Reproduce each of the following entries exactly as it appears, omitting the pictures from your answer.

Data for this exercise:
'''

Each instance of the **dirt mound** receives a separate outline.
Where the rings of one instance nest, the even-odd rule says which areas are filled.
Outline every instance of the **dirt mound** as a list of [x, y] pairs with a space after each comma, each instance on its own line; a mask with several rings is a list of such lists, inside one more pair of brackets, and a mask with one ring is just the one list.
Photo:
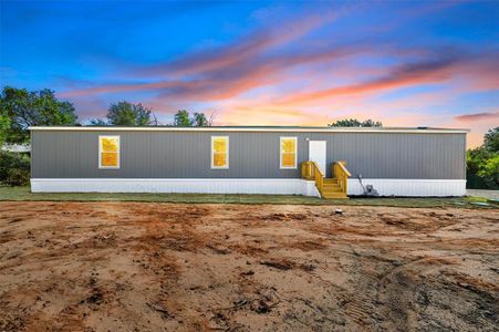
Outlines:
[[499, 211], [0, 203], [0, 331], [495, 331]]

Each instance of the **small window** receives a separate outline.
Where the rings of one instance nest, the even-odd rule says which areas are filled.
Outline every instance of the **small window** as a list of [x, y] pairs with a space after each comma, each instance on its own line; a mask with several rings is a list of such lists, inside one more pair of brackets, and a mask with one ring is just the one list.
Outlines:
[[98, 136], [98, 168], [119, 168], [119, 136]]
[[211, 168], [229, 168], [228, 136], [211, 136]]
[[297, 168], [297, 137], [281, 137], [281, 168]]

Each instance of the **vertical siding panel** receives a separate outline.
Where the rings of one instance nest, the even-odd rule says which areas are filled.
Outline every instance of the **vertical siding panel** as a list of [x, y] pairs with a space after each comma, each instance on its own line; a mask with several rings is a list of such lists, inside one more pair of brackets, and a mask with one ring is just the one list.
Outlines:
[[[121, 169], [98, 169], [98, 135], [122, 137]], [[210, 169], [210, 136], [230, 137], [229, 169]], [[279, 137], [298, 139], [298, 169], [280, 169]], [[465, 178], [464, 134], [33, 132], [37, 178], [297, 178], [311, 141], [326, 141], [330, 164], [356, 177]]]

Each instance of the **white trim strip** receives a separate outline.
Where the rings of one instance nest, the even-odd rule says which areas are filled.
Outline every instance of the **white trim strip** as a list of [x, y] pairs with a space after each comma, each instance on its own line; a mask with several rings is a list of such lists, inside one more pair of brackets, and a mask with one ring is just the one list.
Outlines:
[[461, 128], [372, 128], [372, 127], [119, 127], [119, 126], [32, 126], [30, 131], [51, 132], [269, 132], [269, 133], [410, 133], [410, 134], [467, 134]]
[[32, 193], [189, 193], [319, 196], [314, 181], [300, 178], [32, 178]]
[[[465, 196], [466, 179], [399, 179], [363, 178], [364, 186], [372, 185], [380, 196], [448, 197]], [[349, 178], [349, 195], [363, 195], [364, 190], [356, 178]]]

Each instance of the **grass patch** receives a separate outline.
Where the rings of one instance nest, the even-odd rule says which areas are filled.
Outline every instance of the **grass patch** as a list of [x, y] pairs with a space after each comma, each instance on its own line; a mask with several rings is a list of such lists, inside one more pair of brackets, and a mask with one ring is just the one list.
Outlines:
[[[321, 199], [297, 195], [223, 195], [223, 194], [139, 194], [139, 193], [43, 193], [33, 194], [30, 187], [0, 186], [0, 200], [44, 200], [44, 201], [160, 201], [184, 204], [278, 204], [278, 205], [350, 205], [393, 207], [462, 207], [495, 208], [480, 206], [487, 201], [480, 197], [449, 198], [351, 198]], [[497, 208], [497, 207], [496, 207]]]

'''

Solution:
Each instance of the **dirt mound** receives a separate outline.
Where the rings of one instance nest, the even-odd rule says which areas are filled.
Outline every instance of the **dirt mound** as a list of [x, y] pairs with a space after each comma, each instance on its own line; a mask with several rings is a list of such lists, inside one more pair of brackets, and a mask with one ring is just the one list.
Photo:
Outlines:
[[499, 211], [0, 203], [0, 331], [495, 331]]

Each instance of the **small window** receives a separate outline.
Where the rings of one instance nest, the even-odd rule says which areas are filled.
Outline every instance of the **small window** as a list of [x, y] pairs with a space after each comma, each instance on its own line; a mask with several rings is a list of such lists, inside one more pair of brackets, and a mask with one ring is just the one list.
Outlines:
[[98, 136], [98, 168], [119, 168], [119, 136]]
[[211, 168], [229, 168], [228, 136], [211, 136]]
[[297, 168], [297, 137], [281, 137], [281, 168]]

Each instance of the **vertical siding panel** receives a separate outline.
Where the rings of one instance nest, the even-odd rule says which areas are filled.
Outline every instance of the **vertical siding panel** as a list of [x, y] pairs with a space after each comma, each instance on its own line; a mask with several rings is a list of such lists, inside one more pair of brackets, and a mask with one ring is just the one list.
Outlines:
[[[121, 169], [98, 169], [98, 135], [122, 137]], [[210, 169], [210, 136], [230, 137], [229, 169]], [[279, 137], [298, 139], [298, 169], [280, 169]], [[465, 178], [464, 134], [33, 132], [37, 178], [297, 178], [311, 141], [326, 141], [330, 164], [356, 177]]]

Each instance of the **white trim strip** receives a separate outline.
Where the rings of one instance nest, the even-odd rule says which areas are filled.
Outline every instance of the **white trim strip** as a list of [x, y] pairs with a space after each comma, each instance on its own line; a mask with several rings is a list of such lists, inside one more pair of brackets, and a mask with one ring is just the one list.
Outlines:
[[461, 128], [372, 128], [372, 127], [119, 127], [119, 126], [32, 126], [30, 131], [51, 132], [269, 132], [269, 133], [410, 133], [410, 134], [467, 134]]
[[32, 193], [189, 193], [319, 196], [314, 181], [300, 178], [32, 178]]
[[[465, 196], [466, 179], [399, 179], [363, 178], [364, 186], [372, 185], [380, 196], [448, 197]], [[349, 178], [349, 195], [363, 195], [364, 190], [356, 178]]]

Each instance of the **grass patch** receives a separate outline.
Where the rings of one instance nest, the even-odd rule says which areas are filled.
Outline every instance of the **grass patch** as a list of [x, y] pairs with a space after each comma, each instance on its own line; a mask with several rings is a list of such lists, inside one more pair of brackets, and a mask with one ring is just the one list.
Outlines:
[[[321, 199], [297, 195], [223, 195], [223, 194], [139, 194], [139, 193], [43, 193], [33, 194], [30, 187], [0, 186], [0, 200], [44, 200], [44, 201], [160, 201], [184, 204], [278, 204], [278, 205], [350, 205], [393, 207], [462, 207], [495, 208], [480, 206], [487, 201], [480, 197], [449, 198], [351, 198]], [[497, 208], [497, 207], [496, 207]]]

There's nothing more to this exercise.